Report every line from the following entries that contains the string "grass".

***** DATA PROVIDED *****

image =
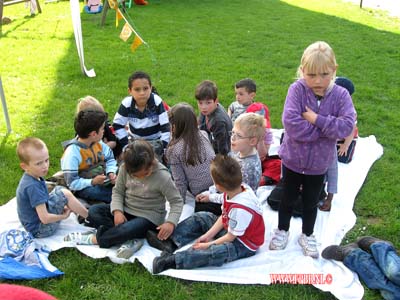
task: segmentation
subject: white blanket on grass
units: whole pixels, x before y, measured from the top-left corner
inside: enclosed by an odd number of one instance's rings
[[[274,130],[276,141],[279,139],[280,130]],[[279,142],[276,142],[278,145]],[[272,151],[276,151],[277,147]],[[318,211],[314,233],[320,243],[320,252],[331,244],[340,244],[344,235],[354,226],[356,216],[352,208],[355,197],[360,190],[367,174],[374,163],[383,154],[382,146],[377,143],[374,136],[359,138],[355,148],[353,161],[350,164],[339,163],[338,193],[334,196],[330,212]],[[235,284],[266,284],[273,282],[274,274],[322,274],[324,280],[329,283],[314,284],[322,291],[329,291],[338,299],[361,299],[364,293],[358,276],[347,269],[342,263],[335,261],[312,259],[302,254],[297,239],[301,233],[301,219],[292,218],[290,225],[290,238],[288,247],[283,251],[270,251],[268,245],[272,231],[277,227],[278,214],[270,209],[266,203],[271,188],[260,187],[257,195],[263,203],[264,220],[266,227],[265,244],[253,257],[237,260],[222,267],[208,267],[195,270],[167,270],[161,275],[182,278],[194,281],[212,281]],[[193,212],[193,206],[186,204],[181,219]],[[21,228],[16,213],[16,201],[12,199],[0,207],[1,229]],[[49,238],[37,239],[37,243],[47,245],[51,250],[63,247],[76,247],[82,253],[92,258],[109,257],[115,263],[134,262],[138,259],[144,267],[151,272],[154,257],[160,251],[144,246],[129,260],[116,257],[116,247],[100,249],[98,246],[75,246],[63,241],[63,237],[73,231],[87,231],[87,227],[79,225],[76,217],[71,215],[63,221],[57,233]],[[298,278],[299,279],[299,278]],[[318,278],[319,279],[319,278]],[[331,280],[330,280],[331,279]],[[285,280],[282,278],[282,280]],[[288,283],[294,283],[294,279],[286,277]],[[297,283],[300,283],[298,280]]]

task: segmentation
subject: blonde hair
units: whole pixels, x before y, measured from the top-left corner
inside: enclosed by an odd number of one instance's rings
[[[324,73],[331,72],[332,74],[332,84],[336,78],[336,58],[335,53],[328,43],[323,41],[318,41],[309,45],[303,52],[301,57],[300,66],[297,69],[297,78],[303,78],[303,70],[306,69],[310,73]]]
[[[99,100],[97,100],[96,98],[94,98],[92,96],[86,96],[86,97],[80,98],[78,100],[78,105],[76,106],[77,114],[82,110],[96,110],[96,111],[104,112],[104,107],[99,102]]]
[[[46,144],[38,138],[35,137],[27,137],[20,141],[17,145],[17,155],[19,158],[19,161],[22,163],[29,164],[30,161],[30,150],[42,150],[43,148],[46,148]]]
[[[257,140],[264,136],[266,124],[264,116],[253,112],[241,114],[235,120],[236,126],[245,131],[248,136],[256,137]]]

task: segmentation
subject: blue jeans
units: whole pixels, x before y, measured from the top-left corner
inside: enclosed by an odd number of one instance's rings
[[[114,225],[109,204],[96,204],[89,208],[88,221],[97,228],[96,239],[101,248],[110,248],[135,238],[144,238],[148,230],[157,226],[149,220],[124,213],[127,221]]]
[[[372,254],[361,249],[351,251],[343,260],[368,288],[378,289],[386,300],[400,299],[400,257],[388,243],[371,245]]]
[[[112,186],[111,185],[94,185],[75,191],[75,196],[87,200],[98,200],[105,203],[111,202]]]
[[[62,215],[64,207],[68,204],[68,199],[65,197],[63,190],[64,187],[56,186],[49,194],[49,200],[46,207],[50,214]],[[40,223],[39,230],[33,234],[35,238],[45,238],[54,234],[59,227],[61,221],[43,224]]]
[[[197,212],[176,227],[171,239],[180,248],[206,233],[217,221],[218,217],[210,212]],[[226,234],[221,230],[215,238]],[[224,263],[240,258],[253,256],[251,251],[238,239],[221,245],[212,245],[205,250],[194,250],[190,248],[175,253],[175,264],[177,269],[193,269],[207,266],[221,266]]]

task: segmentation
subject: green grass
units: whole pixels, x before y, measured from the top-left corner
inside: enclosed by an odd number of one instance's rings
[[[234,99],[233,84],[251,77],[257,99],[267,103],[273,127],[281,128],[287,88],[301,54],[316,40],[335,50],[338,74],[356,86],[353,100],[361,136],[375,135],[384,147],[357,196],[357,224],[348,234],[372,234],[400,246],[400,21],[386,14],[336,1],[150,0],[129,15],[149,47],[135,53],[118,38],[115,13],[104,27],[100,15],[82,14],[85,58],[97,77],[82,76],[73,37],[69,2],[44,4],[43,13],[28,16],[23,4],[8,6],[0,38],[2,77],[12,133],[0,117],[0,204],[15,195],[22,171],[16,143],[37,136],[48,145],[52,166],[59,169],[60,142],[70,138],[76,100],[93,95],[110,115],[126,95],[127,78],[147,71],[171,105],[195,104],[194,88],[215,80],[226,107]],[[268,230],[271,230],[269,228]],[[152,276],[139,263],[116,265],[94,260],[76,249],[51,254],[65,272],[58,279],[23,281],[60,299],[333,299],[310,286],[245,286],[187,282]],[[366,289],[364,299],[380,299]]]

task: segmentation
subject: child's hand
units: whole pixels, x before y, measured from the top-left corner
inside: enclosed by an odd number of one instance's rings
[[[97,175],[92,179],[92,185],[100,185],[104,183],[104,180],[107,178],[106,175]]]
[[[337,153],[339,156],[347,155],[347,150],[349,150],[349,146],[346,145],[345,143],[343,143],[343,144],[340,144]]]
[[[120,210],[114,211],[114,225],[115,226],[125,223],[126,221],[127,221],[127,219],[122,211],[120,211]]]
[[[175,225],[170,222],[165,222],[157,227],[158,231],[158,239],[163,241],[169,238],[169,236],[174,232]]]
[[[203,234],[201,237],[199,237],[197,240],[196,240],[196,242],[195,242],[195,244],[198,244],[198,243],[206,243],[206,242],[209,242],[211,239],[206,235],[206,234]]]
[[[196,196],[197,202],[210,202],[210,195],[208,193],[201,193]]]
[[[115,184],[115,181],[117,180],[117,175],[115,175],[114,173],[108,173],[108,178],[110,178],[112,184]]]
[[[205,249],[208,249],[208,247],[210,247],[211,245],[212,245],[212,243],[198,243],[198,242],[196,242],[192,246],[192,248],[194,250],[205,250]]]
[[[67,206],[64,206],[64,211],[62,213],[63,220],[68,219],[70,214],[71,214],[71,210]]]
[[[306,111],[303,112],[301,115],[303,116],[304,119],[306,119],[311,124],[315,124],[315,122],[317,121],[317,117],[318,117],[318,115],[313,110],[311,110],[308,106],[306,106]]]

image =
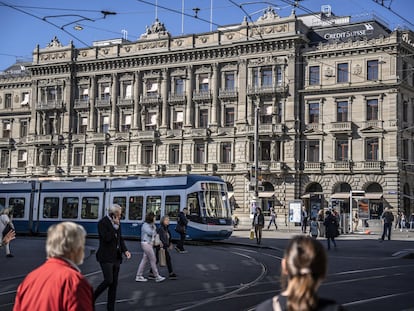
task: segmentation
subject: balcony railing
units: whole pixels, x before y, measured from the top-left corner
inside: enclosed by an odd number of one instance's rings
[[[121,98],[118,97],[117,106],[128,107],[134,105],[134,100],[132,98]]]
[[[238,90],[237,88],[232,89],[220,89],[219,90],[219,98],[237,98]]]
[[[147,95],[141,95],[139,97],[139,102],[141,104],[160,104],[162,102],[161,95],[159,94],[147,94]]]
[[[281,84],[247,87],[247,95],[273,95],[276,93],[285,93],[286,91],[287,86]]]
[[[97,98],[95,101],[95,106],[98,108],[110,107],[111,99],[110,98]]]
[[[352,131],[352,122],[332,122],[330,124],[330,131],[331,132],[350,132]]]
[[[193,100],[203,101],[211,100],[211,92],[207,91],[193,91]]]
[[[75,99],[73,108],[75,109],[87,109],[89,108],[89,99]]]
[[[168,95],[168,102],[170,104],[184,104],[187,100],[187,97],[184,94],[173,94]]]
[[[37,110],[54,110],[54,109],[61,110],[63,108],[65,108],[65,105],[63,104],[63,100],[41,101],[41,102],[38,102],[36,105]]]

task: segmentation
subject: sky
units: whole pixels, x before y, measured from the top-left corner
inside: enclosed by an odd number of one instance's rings
[[[93,41],[126,37],[136,41],[158,17],[172,36],[216,30],[256,21],[272,6],[289,16],[293,0],[0,0],[0,71],[17,60],[31,61],[37,45],[44,48],[57,36],[63,45],[92,46]],[[335,15],[368,19],[375,14],[390,29],[414,30],[413,0],[300,0],[296,14],[320,12],[330,5]],[[384,4],[384,6],[381,5]],[[195,10],[195,9],[199,10]],[[105,11],[109,14],[102,14]],[[116,13],[116,14],[113,14]],[[184,13],[184,14],[182,14]],[[411,22],[412,21],[412,22]],[[82,30],[75,30],[81,26]]]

*****

- _RESULT FOR THIS EXERCISE_:
subject: white blanket on grass
subject: green grass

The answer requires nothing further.